◆ **Selected excerpt**
○ ○ ○

The code point U+10000 ("𐀀") is encoded as the surrogate pair U+D800
followed by U+DC00, which normally is emitted as the UTF8 bytes

    ... F0 90 80 80 ...

If split, each surrogate is converted to U+FFFD, resulting in bytes

    ... EF BF BD EF BF BD ...

This change avoids splitting the surrogate pair by adjusting the index
at which the string is split.

Change-Id: I9629bf07d391005934c99d1dd649c55c4c58c3bc
Reviewed-on: https://dart-review.googlesource.com/c/sdk/+/249066
Reviewed-by: Mayank Patke <fishythefish@google.com>
Commit-Queue: Stephen Adams <sra@google.com>
Reviewed-by: Joshua Litt <joshualitt@google.com>
diff --git a/pkg/compiler/lib/src/source_file_provider.dart b/pkg/compiler/lib/src/source_file_provider.dart
index b28f72a..41fe730 100644
--- a/pkg/compiler/lib/src/source_file_provider.dart
+++ b/pkg/compiler/lib/src/source_file_provider.dart
@@ -8,7 +8,6 @@
 
 import 'dart:async';
 import 'dart:io';
-import 'dart:math' as math;
 import 'dart:typed_data';
 
 import 'package:front_end/src/api_unstable/dart2js.dart' as fe;
@@ -385,9 +384,22 @@
 
       int offset = 0;
       while (offset < data.length) {
-        output.writeStringSync(
-            data.substring(offset, math.min(offset + chunkSize, data.length)));
-        offset += chunkSize;
+        String chunk;
+        int cut = offset + chunkSize;
+        if (cut < data.length) {
+          // Don't break the string in the middle of a code point encoded as two
+          // surrogate pairs since `writeStringSync` will encode the unpaired
+          // surrogates as U+FFFD REPLACEMENT CHARACTER.

○ ○ ○

◆ **Dataset extract**
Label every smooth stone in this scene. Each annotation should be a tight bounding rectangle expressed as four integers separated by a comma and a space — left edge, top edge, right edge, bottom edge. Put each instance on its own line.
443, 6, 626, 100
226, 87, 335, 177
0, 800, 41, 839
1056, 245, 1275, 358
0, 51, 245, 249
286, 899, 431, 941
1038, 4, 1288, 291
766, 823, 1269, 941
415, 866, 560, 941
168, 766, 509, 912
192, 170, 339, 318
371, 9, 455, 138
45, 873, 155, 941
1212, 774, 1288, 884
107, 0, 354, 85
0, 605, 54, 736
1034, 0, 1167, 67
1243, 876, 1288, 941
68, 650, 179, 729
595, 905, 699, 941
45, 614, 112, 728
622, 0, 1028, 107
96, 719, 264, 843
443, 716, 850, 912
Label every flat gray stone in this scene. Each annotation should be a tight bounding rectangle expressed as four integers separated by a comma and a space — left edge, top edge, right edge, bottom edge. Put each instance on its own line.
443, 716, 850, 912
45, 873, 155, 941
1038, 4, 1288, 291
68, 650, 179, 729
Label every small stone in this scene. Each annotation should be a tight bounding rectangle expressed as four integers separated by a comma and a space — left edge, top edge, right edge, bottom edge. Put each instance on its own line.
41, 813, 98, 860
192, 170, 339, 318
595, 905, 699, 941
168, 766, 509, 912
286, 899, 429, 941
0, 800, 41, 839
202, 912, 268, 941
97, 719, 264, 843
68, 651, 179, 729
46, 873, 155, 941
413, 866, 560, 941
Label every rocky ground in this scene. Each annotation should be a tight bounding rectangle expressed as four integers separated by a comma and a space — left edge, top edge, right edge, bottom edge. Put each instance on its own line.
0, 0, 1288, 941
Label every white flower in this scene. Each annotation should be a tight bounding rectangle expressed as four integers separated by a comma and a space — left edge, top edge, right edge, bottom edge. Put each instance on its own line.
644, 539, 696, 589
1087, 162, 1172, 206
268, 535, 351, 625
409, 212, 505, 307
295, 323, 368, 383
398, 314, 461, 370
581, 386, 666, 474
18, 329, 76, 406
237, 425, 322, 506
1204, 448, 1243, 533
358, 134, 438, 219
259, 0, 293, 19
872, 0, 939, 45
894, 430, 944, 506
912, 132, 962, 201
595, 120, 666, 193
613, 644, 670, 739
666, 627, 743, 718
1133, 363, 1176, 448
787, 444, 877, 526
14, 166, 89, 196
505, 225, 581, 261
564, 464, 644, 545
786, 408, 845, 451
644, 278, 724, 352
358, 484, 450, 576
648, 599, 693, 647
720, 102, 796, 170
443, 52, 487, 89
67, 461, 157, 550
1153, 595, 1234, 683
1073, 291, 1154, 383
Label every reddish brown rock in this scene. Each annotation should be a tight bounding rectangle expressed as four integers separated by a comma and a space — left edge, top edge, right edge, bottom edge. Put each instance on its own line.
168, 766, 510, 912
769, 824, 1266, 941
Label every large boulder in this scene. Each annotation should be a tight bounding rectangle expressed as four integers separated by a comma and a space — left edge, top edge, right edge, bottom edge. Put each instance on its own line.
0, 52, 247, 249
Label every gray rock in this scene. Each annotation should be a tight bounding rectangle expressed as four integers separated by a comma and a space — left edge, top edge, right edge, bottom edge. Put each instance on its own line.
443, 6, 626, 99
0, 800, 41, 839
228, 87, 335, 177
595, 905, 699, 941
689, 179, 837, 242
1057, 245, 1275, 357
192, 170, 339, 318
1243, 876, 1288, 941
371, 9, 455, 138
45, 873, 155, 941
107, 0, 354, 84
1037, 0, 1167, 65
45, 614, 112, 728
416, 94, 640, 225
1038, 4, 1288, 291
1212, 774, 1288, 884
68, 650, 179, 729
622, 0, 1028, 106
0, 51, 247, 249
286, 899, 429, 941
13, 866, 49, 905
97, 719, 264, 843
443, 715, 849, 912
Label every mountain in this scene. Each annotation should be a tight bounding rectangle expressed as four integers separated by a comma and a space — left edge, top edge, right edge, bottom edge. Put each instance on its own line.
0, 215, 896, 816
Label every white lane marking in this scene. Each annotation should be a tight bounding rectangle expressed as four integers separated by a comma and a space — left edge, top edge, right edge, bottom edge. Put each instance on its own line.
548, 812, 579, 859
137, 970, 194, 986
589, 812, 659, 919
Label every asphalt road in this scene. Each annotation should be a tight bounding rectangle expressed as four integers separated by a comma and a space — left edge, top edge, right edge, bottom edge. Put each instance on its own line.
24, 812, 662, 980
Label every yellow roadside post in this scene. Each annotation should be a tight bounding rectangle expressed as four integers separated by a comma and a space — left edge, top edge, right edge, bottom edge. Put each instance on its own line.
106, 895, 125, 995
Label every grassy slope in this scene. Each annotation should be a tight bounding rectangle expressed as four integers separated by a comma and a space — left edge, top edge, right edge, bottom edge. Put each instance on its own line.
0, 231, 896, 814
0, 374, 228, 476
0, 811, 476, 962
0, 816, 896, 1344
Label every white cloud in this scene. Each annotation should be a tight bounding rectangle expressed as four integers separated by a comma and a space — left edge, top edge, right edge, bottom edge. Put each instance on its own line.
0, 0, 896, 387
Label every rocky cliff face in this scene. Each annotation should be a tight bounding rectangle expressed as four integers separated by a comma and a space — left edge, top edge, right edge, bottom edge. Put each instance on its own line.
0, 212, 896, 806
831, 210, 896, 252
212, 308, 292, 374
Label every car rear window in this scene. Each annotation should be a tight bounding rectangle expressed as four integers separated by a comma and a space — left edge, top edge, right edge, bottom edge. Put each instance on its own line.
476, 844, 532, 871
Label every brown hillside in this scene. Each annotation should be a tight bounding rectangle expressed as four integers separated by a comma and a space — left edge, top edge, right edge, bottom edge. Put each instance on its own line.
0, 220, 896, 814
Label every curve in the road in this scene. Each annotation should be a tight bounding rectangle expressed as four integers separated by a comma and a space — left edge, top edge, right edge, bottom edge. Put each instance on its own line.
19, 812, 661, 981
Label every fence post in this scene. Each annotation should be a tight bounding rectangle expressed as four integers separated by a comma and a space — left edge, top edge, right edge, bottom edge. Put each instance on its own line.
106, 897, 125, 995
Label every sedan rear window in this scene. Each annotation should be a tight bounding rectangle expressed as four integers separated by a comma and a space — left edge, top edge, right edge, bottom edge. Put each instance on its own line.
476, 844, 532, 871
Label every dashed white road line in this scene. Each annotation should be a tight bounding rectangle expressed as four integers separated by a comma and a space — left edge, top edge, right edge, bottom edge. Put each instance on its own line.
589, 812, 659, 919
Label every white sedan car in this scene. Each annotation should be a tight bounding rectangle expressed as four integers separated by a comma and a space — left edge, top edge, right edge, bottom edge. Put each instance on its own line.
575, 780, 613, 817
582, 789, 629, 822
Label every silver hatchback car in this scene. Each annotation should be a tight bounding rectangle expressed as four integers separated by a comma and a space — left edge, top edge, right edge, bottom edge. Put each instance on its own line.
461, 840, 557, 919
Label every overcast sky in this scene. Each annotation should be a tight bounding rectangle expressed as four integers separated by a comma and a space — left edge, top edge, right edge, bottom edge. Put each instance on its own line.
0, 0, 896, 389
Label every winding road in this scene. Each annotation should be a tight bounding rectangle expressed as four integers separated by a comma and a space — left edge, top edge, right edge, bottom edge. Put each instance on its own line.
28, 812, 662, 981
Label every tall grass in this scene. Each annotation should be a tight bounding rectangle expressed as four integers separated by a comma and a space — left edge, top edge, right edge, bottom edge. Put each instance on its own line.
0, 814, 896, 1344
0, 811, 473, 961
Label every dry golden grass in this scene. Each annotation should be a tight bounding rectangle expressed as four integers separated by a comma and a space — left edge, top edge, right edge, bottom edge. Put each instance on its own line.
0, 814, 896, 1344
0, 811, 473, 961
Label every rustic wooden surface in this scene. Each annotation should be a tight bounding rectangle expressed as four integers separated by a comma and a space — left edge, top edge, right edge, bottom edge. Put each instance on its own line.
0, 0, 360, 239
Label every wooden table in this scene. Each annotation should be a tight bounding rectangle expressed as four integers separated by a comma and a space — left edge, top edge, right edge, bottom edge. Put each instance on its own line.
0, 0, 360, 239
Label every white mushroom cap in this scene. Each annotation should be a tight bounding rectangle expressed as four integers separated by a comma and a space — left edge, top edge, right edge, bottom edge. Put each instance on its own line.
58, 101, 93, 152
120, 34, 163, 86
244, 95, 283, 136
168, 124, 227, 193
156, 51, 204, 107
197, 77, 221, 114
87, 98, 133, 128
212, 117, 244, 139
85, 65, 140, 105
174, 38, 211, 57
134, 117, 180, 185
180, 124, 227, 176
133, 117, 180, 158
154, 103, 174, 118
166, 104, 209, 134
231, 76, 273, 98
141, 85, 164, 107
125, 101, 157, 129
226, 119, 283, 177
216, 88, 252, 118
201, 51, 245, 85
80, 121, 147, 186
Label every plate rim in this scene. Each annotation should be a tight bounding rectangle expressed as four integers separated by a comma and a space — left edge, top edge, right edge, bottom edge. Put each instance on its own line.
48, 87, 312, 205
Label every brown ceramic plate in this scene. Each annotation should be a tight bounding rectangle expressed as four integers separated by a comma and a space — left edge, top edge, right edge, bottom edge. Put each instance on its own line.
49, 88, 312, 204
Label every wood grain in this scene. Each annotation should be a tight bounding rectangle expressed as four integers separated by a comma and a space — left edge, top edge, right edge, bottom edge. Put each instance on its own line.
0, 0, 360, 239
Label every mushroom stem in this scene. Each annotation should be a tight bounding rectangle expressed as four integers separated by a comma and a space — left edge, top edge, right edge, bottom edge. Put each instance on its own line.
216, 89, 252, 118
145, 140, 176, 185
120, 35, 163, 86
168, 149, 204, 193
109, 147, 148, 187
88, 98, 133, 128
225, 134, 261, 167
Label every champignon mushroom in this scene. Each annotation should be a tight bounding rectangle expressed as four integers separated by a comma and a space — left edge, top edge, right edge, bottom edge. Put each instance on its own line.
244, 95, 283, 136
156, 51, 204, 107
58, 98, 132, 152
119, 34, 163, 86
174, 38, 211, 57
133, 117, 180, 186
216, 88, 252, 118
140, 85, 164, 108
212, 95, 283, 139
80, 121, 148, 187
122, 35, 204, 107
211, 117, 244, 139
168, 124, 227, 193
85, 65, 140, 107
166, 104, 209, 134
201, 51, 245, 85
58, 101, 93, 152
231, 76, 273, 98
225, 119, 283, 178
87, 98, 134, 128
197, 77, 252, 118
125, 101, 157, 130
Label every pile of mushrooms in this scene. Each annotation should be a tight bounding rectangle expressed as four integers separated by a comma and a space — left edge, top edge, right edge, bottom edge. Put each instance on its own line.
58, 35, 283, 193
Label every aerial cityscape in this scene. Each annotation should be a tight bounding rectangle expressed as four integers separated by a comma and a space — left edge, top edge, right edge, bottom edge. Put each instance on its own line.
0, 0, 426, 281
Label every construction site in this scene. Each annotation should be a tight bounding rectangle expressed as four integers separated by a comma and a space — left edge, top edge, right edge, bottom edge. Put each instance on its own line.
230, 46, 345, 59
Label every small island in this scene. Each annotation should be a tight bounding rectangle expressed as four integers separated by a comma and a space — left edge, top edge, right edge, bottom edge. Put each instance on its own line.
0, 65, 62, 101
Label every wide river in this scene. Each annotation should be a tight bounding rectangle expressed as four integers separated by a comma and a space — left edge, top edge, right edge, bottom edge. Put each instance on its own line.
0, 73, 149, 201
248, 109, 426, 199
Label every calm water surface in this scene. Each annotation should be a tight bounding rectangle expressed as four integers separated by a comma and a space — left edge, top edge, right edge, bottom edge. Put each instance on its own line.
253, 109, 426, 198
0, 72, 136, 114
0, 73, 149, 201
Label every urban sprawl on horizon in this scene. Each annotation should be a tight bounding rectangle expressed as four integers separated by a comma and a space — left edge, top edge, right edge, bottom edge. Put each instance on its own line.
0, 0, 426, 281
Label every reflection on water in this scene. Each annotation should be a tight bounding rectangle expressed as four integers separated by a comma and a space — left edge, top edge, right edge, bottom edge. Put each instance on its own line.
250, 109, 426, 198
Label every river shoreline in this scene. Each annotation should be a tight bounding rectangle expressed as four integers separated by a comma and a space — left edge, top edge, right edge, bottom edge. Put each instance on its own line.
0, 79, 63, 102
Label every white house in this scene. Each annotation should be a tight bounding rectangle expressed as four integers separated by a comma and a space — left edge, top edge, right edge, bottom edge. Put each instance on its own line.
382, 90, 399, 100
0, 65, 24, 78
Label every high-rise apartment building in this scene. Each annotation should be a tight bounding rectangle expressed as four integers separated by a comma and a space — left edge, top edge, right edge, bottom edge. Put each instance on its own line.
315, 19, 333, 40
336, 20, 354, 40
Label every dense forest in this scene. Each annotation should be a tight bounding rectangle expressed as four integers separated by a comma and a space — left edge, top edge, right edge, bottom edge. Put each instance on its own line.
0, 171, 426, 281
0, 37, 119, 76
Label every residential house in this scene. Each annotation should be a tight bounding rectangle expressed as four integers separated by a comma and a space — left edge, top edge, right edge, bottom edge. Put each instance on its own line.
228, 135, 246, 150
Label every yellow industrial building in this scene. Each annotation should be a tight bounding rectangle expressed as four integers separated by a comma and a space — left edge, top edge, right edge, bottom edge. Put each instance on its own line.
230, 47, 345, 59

○ ○ ○

◆ **List of tasks**
a – Write out the part of the surrogate-pair commit between "int offset = 0;" and "U+FFFD REPLACEMENT CHARACTER.", inclusive.
b – Rewrite the paragraph of the surrogate-pair commit that begins "The code point U+10000", together with the byte sequence that completes it, as a short bulleted list.

◆ **Results for the exercise**
a –
int offset = 0;
       while (offset < data.length) {
-        output.writeStringSync(
-            data.substring(offset, math.min(offset + chunkSize, data.length)));
-        offset += chunkSize;
+        String chunk;
+        int cut = offset + chunkSize;
+        if (cut < data.length) {
+          // Don't break the string in the middle of a code point encoded as two
+          // surrogate pairs since `writeStringSync` will encode the unpaired
+          // surrogates as U+FFFD REPLACEMENT CHARACTER.

b –
- Code point: U+10000 ("𐀀")
- Encoded as the surrogate pair U+D800 followed by U+DC00
- Normally emitted as the UTF8 bytes F0 90 80 80